[Raw records]

• • •

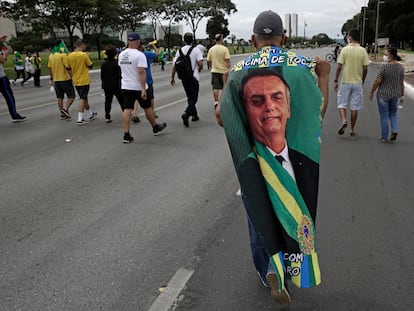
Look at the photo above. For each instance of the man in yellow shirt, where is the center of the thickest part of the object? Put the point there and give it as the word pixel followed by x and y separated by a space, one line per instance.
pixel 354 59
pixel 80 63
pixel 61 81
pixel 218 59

• • •

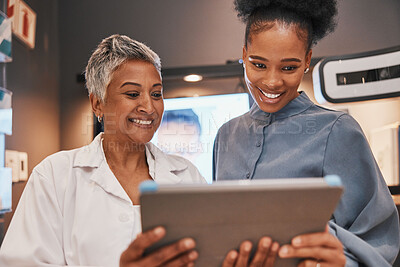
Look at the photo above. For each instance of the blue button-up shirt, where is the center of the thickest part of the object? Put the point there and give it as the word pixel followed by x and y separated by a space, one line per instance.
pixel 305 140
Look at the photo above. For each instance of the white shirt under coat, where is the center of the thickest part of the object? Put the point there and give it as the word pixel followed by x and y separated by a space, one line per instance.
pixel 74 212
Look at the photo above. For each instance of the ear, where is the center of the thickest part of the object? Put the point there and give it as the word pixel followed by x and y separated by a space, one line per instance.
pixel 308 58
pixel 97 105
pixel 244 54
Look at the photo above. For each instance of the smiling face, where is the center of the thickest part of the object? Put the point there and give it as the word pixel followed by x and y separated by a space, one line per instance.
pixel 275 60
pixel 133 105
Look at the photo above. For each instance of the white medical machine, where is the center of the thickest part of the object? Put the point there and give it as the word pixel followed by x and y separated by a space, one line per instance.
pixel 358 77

• • •

■ INSTRUCTIONS FOR THE TASK
Gather every line of the listing above that contains the word "give". Case counts.

■ RESULT FOR THIS TASK
Look at the photo above. For each instance of the man in yellow shirt, where is the center of the thickest part of the object? Put the point there and give it as the word pixel followed by x and y separated by a space, one line per instance.
Look at the photo above. For each instance of the blue button-up shirt, where is the center of the thickest part of the object? Put the point there and give it as the word pixel followed by x and y separated by a space, one line per instance.
Look at the photo above. For each instance of the white shirt under coat, where is the center of the thickest part of the object? Put the point there and give it as the word pixel followed by x and y separated by a space, one line per instance.
Look at the photo above. For each instance of the ear, where is the center of the thickest part of the object? Put the point there and give it as the word pixel followed by x and y separated by a space, one line per instance.
Look at the photo above. For each instance of the smiling face, where is the center of the thickest part of the object? Put the point there and give it as the word pixel followed by x and y separated by a space, one line per instance.
Look at the photo above. For each instance of the white medical machine, where is the center of the thickest part of the object? Put the point there and give it as the word pixel followed by x and y separated by a space, one line per instance.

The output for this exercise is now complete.